## INSTRUCTIONS TO FOLLOW
Continue the forum thread on low-level NPU access for the Rock5B, starting after its last post.

*** Opening SUPPLIED TEXT ***

Rock5B NPU low level access for amazing AI?

With models like whisper.cpp and llama.cpp running on CPU with amazing results (voice recognition, and a ChatGPT-like models, both running slowly on a Raspberry Pi 4), the obvious step would be accelerating the rate-limiting multiply-accumulate (MAC) calculations on the NPU.

Both models are already Int8 quantised, so perfect for the NPU. However, to get the NPU working, it should be used as a pure MAC accelerator, as I understand it can do over 1000 multiply-accumulates per clock cycle.

As an example, here’s news of llama running on a smartphone, generating about a word per second from just CPU:

The models are too big to just convert using RKNN (>7Gb), but I think if Radxa could help in the implementation, it would be a huge deal!

Here’s description of where NPU support could be implemented, from the whisper.cpp Roadmap FAQ:

One of the main goals of this implementation is to be very minimalistic and be able to run it on a large spectrum of hardware. The existing CPU-only implementation achieves this goal - it is bloat-free and very simple. I think it also has some educational value. Of course, not taking advantage of modern GPU hardware is a huge drawback in terms of performance. However, adding a dependency on a certain GPU framework will tie the project with the corresponding hardware and will introduce some extra complexity. With that said, adding GPU support to the project is low priority.
In any case, it would not be too difficult to add initial support. The main thing that needs to be offloaded to the GPU is the GGML_OP_MUL_MAT operator:

[whisper.cpp/ggml.c](https://github.com/ggerganov/whisper.cpp/blob/c71363f14cb0d31efe5c74f148b268da649050d9/ggml.c#L6231-L6234)

Lines 6231 to 6234 in [c71363f](https://github.com/ggerganov/whisper.cpp/commit/c71363f14cb0d31efe5c74f148b268da649050d9)

case GGML_OP_MUL_MAT:
{
ggml_compute_forward_mul_mat(params, tensor->src0, tensor->src1, tensor);
} break;

This is where more than 90% of the computation time is currently spent. Also, I don’t think it’s necessary to offload the entire model to the GPU. For example, the 2 convolution layers at the start of the Encoder can easily remain on the CPU as they are not very computationally heavy. Not uploading the full model to VRAM will make it require less memory and thus make it compatible with more video cards.

Good luck, it can’t even run yolov8s!

In the release notes for the 1.4.0 API they mention all these low level operators like matrix multiply etc but nowhere are these to be found at the user level. The NPU is geared toward semantic segmentation and object recognition using well-established pretrained models, and THAT’S IT! Access to the NPU runtime seems limited to “load model”, “init NPU”, 'Query model", “run inference”, “get output”, The end.

If you want to achieve this, getting OpenCL to run on their GPU is probably your best bet. Unless they open up the NPU low level runtime.

I think we should be asking rockchip, as they’re the ones responsible for the SDKs.

We should ask Radxa to ask Rockchip!

*** Closing SUPPLIED TEXT ***
*** Opening SUPPLIED MATERIAL ***

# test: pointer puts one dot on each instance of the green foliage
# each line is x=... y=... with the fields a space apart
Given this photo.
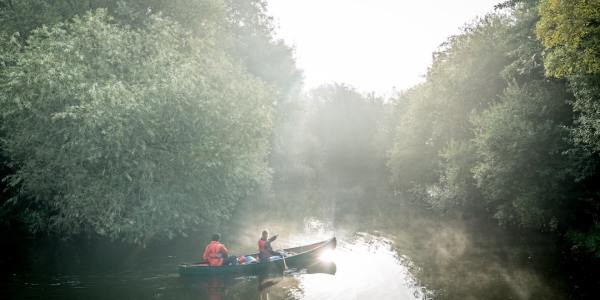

*** Closing SUPPLIED MATERIAL ***

## RESULT
We are all buying Radxa products for the performance and NPU. They would have a better chance at getting document and an API for the NPU. It would add a huge amount of value to be able to run language models on a Rock 5B.

Well, theoretically you CAN, but the approach wont be to offload matrix multiply of 2 large tensors. You would have to take your whole model, convert it to ONNX, then use their janky conversion tool to convert it to their proprietary RKNN format and use the NPU API to submit it for inference. Their examples dont cover anything but convolutional nets for semantic segmentation and object recognition using various models like YOLO, InceptionSSD, and MobileNet. So in theory, yes, a conv net is just a deep net with convolutional layers, and the lack of examples for anything else may just be an oversight.
You mentioned the model was too big, but apparently there are versions that are smaller, here they mention a ‘tiny’ version:
Convert to ONNX · openai/whisper · Discussion #134 (github.com)
As far as lama, that doesnt even seem to encode to ONNX:
Export to Onnx · Issue #84 · advimman/lama (github.com)

Ooh not that model, I had something more ambitious in mind, basically ChatGPT on the Rock 5B!

Yes, it already runs on the Rock 5b ( the 7B parameter model at least). Whats interesting though is that it has been fine-tuned and rereleased as the 7B-parameter Alpaca model, with benchmarks similarly to InstructGPT!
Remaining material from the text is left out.